--- START OF Material shown ---

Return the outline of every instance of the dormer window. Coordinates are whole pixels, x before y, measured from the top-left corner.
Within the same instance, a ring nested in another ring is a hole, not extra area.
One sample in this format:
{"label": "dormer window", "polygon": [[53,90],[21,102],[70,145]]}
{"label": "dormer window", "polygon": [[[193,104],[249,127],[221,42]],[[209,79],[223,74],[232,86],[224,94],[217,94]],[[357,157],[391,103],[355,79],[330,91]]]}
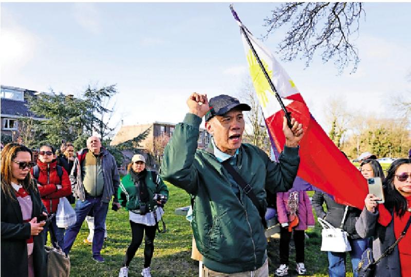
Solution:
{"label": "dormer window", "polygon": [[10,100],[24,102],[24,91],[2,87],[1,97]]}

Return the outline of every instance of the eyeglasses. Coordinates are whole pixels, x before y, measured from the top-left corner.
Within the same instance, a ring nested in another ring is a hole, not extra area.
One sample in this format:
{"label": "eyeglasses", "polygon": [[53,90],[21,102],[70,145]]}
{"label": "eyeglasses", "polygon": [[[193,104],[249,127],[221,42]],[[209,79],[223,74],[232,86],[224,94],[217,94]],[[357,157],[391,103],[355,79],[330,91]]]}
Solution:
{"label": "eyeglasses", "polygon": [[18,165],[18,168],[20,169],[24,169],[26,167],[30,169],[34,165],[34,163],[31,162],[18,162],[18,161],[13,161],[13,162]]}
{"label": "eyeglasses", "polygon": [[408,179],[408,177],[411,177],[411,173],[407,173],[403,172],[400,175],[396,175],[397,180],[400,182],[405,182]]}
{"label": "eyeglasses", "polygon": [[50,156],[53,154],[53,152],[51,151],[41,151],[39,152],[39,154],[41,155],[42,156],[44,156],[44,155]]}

--- END OF Material shown ---
--- START OF Material shown ---

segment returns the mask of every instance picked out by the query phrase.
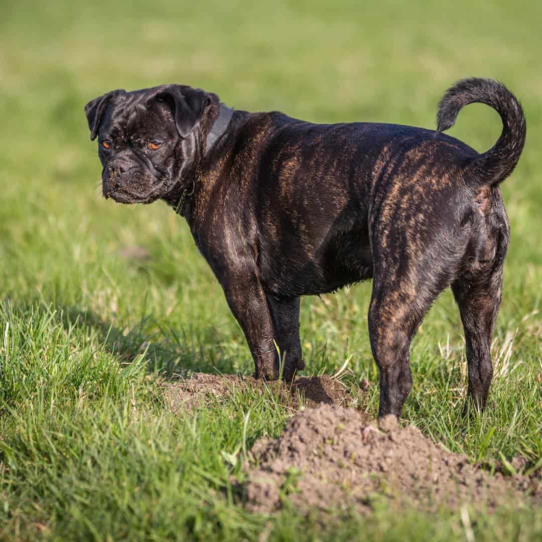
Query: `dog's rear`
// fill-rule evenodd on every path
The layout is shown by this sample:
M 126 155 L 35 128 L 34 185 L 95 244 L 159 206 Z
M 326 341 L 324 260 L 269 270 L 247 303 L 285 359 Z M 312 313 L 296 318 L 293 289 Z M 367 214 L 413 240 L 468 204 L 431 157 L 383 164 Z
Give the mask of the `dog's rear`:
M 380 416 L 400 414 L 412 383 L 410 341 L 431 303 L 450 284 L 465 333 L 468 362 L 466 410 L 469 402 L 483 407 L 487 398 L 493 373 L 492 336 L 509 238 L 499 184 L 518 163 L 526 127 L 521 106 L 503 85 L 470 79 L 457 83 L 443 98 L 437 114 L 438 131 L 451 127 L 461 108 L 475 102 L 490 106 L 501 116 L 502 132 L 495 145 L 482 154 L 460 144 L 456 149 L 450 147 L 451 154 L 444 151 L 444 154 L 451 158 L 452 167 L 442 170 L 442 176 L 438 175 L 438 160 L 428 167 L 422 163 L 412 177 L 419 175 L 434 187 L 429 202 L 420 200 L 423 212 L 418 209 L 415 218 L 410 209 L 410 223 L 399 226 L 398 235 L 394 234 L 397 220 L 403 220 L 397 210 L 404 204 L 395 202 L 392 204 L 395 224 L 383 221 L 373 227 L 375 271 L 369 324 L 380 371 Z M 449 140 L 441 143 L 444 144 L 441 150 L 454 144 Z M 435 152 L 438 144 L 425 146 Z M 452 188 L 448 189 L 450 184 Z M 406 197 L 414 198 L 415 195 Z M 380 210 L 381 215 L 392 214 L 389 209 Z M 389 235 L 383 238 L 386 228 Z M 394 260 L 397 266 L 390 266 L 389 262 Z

--- END OF Material shown ---

Exercise
Transcribe the part of the items that opens with the line containing "segment returns the" and closes with the line containing "M 126 155 L", keeping every line as it stands. Leave the pictures out of your answer.

Task response
segment returns the mask of every instance picked out by the query phrase.
Query: `dog's rear`
// fill-rule evenodd on every path
The layout is shown by this sample:
M 126 155 L 35 128 L 34 185 L 95 244 L 159 206 Z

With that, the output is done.